- MATERIAL FOR THIS EXERCISE -
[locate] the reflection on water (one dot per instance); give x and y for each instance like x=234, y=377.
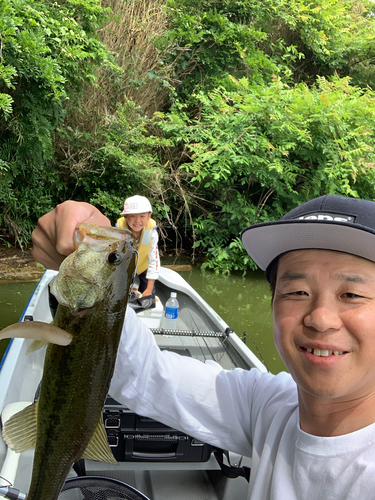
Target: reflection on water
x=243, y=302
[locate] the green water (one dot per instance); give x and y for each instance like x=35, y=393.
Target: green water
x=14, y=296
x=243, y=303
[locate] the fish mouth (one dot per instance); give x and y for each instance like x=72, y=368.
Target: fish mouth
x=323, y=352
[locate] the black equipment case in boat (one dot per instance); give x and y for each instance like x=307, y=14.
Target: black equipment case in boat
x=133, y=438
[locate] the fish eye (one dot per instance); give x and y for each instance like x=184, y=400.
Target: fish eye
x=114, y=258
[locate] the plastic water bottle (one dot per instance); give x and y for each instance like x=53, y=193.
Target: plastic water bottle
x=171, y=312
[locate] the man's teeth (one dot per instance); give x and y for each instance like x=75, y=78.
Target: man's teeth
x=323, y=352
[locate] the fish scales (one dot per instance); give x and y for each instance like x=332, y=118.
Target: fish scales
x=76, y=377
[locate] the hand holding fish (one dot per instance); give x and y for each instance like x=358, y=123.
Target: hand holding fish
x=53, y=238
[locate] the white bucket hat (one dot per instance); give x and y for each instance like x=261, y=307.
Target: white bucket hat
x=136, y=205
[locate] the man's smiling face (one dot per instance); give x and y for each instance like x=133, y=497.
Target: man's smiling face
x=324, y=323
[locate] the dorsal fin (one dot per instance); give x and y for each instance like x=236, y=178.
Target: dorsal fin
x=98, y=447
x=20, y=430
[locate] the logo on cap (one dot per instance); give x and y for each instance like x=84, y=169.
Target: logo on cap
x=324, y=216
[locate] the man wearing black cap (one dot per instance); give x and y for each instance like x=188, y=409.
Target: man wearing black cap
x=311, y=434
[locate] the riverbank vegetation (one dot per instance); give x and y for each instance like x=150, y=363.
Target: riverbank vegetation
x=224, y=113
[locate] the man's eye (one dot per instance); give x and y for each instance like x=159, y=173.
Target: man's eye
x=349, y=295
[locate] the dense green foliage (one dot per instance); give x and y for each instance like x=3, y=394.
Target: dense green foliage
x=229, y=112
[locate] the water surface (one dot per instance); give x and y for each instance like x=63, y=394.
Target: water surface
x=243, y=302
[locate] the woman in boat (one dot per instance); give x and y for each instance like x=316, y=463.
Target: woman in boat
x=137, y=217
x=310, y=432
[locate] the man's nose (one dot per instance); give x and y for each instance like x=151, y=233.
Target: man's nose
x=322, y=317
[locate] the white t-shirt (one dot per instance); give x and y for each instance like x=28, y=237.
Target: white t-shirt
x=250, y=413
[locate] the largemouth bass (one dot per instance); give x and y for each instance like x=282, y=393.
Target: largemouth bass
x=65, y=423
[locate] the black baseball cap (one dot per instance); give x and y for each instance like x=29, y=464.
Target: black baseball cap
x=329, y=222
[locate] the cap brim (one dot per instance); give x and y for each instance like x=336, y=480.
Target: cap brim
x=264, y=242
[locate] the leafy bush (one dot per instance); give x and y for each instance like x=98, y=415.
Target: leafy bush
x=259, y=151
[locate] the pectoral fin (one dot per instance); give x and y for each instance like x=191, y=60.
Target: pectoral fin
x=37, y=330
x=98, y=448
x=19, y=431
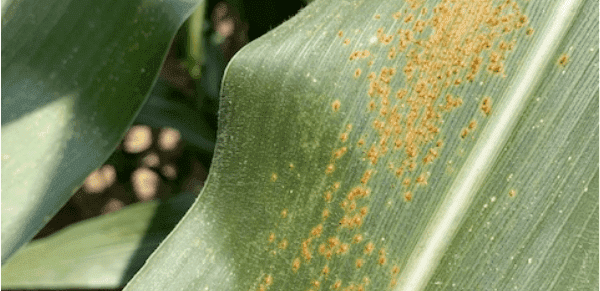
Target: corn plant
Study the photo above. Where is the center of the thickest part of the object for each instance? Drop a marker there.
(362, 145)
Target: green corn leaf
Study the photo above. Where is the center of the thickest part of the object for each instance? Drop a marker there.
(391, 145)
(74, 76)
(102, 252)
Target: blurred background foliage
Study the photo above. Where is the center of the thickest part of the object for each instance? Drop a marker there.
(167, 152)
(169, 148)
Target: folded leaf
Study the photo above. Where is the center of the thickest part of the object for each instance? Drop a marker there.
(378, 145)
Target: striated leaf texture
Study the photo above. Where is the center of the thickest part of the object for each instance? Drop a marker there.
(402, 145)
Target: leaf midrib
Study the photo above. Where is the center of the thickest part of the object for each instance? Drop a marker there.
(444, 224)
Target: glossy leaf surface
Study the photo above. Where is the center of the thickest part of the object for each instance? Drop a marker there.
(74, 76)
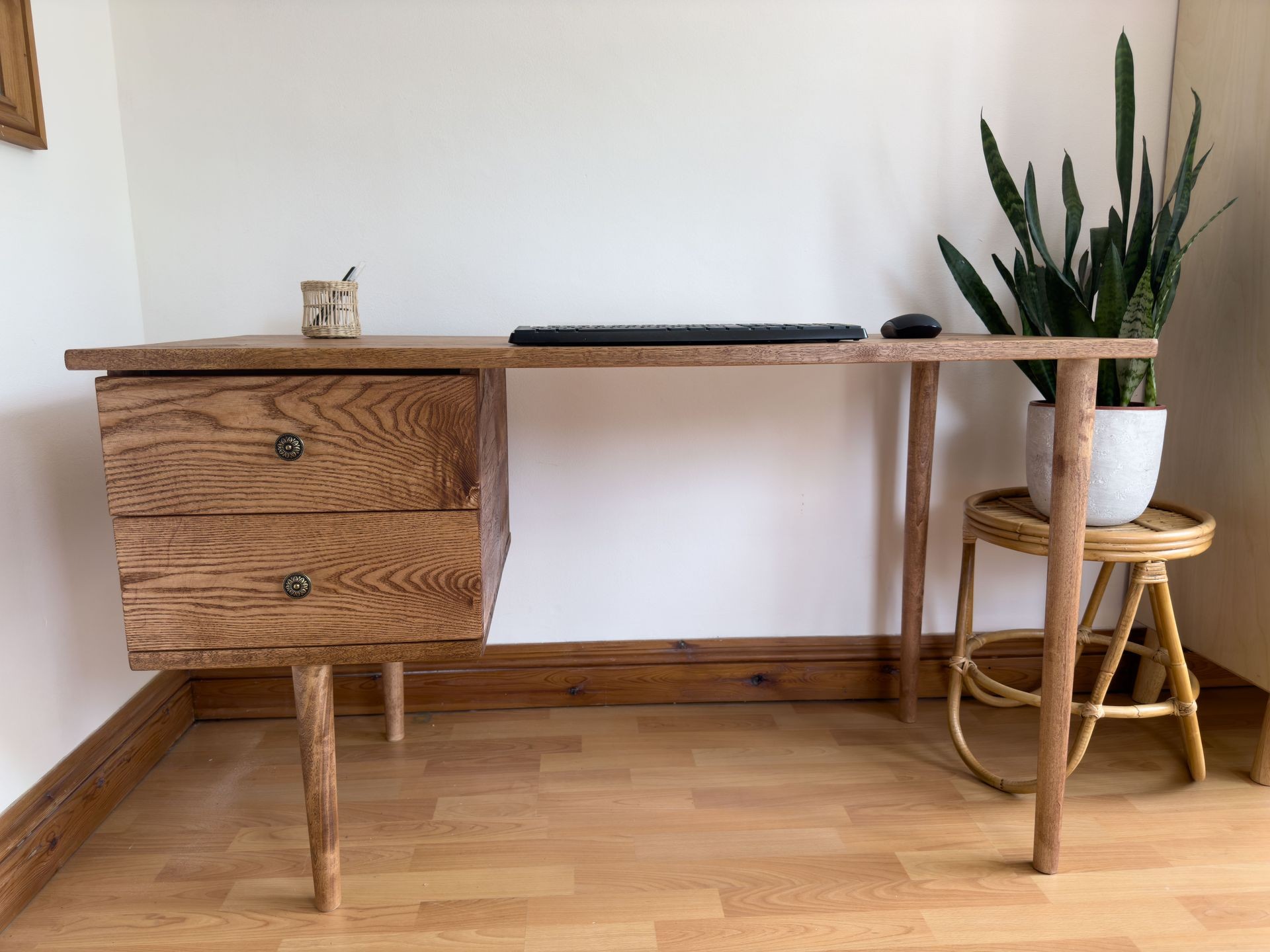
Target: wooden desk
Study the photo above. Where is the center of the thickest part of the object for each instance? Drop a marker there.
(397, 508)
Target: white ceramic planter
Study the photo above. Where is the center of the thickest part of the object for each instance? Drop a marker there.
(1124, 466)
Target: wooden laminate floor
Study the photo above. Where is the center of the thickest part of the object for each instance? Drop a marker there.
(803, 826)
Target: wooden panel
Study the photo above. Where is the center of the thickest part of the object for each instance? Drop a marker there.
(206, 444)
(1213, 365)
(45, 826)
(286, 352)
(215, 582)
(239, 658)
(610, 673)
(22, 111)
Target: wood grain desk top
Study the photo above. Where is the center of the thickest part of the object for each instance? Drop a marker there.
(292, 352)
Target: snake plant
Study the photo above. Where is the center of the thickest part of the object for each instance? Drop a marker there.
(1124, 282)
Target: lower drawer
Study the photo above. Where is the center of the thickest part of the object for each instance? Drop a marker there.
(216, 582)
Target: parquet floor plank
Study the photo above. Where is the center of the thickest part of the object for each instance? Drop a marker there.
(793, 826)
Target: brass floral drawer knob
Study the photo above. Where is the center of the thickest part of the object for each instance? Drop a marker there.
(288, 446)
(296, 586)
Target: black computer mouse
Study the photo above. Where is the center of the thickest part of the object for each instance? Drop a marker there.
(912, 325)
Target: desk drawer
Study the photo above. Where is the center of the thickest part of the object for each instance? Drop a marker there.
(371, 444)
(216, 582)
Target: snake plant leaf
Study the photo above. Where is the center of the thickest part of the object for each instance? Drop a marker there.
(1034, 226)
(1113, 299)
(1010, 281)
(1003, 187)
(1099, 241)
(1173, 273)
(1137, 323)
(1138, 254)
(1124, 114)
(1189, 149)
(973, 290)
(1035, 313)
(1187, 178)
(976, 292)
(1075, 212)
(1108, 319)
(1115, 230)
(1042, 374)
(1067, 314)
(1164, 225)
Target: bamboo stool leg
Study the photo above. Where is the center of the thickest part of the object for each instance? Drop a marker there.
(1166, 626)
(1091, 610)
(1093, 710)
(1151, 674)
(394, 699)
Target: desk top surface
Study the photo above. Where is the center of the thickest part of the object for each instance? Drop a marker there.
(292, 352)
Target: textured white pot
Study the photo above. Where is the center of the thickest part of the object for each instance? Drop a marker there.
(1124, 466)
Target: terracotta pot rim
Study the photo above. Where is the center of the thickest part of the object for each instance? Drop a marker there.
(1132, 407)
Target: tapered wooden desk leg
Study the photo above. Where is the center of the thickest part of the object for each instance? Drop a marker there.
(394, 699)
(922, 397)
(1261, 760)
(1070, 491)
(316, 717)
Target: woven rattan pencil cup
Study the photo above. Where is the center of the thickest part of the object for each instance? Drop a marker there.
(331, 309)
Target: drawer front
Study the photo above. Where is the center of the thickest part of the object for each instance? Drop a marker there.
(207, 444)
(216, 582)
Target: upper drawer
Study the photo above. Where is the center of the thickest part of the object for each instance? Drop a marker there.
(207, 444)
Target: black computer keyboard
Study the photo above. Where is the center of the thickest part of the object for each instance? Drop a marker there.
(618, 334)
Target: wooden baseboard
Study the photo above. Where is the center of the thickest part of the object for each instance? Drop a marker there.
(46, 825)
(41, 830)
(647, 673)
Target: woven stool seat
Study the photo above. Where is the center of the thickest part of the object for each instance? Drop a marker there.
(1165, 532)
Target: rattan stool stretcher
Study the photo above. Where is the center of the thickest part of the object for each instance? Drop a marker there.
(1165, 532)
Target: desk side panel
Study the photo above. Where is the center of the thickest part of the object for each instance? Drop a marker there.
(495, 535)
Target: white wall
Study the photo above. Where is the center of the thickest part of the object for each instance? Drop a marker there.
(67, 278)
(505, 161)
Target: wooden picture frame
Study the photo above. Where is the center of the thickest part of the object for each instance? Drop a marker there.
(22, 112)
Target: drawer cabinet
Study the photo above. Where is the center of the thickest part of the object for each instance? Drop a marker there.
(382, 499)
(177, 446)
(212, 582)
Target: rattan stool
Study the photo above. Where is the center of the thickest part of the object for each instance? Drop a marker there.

- TASK OBJECTIVE -
Every line above that holds the word "rattan" needs to be copied.

- SOLUTION BELOW -
Target: woven rattan pencil cup
Target: rattan stool stretcher
Target: rattan stool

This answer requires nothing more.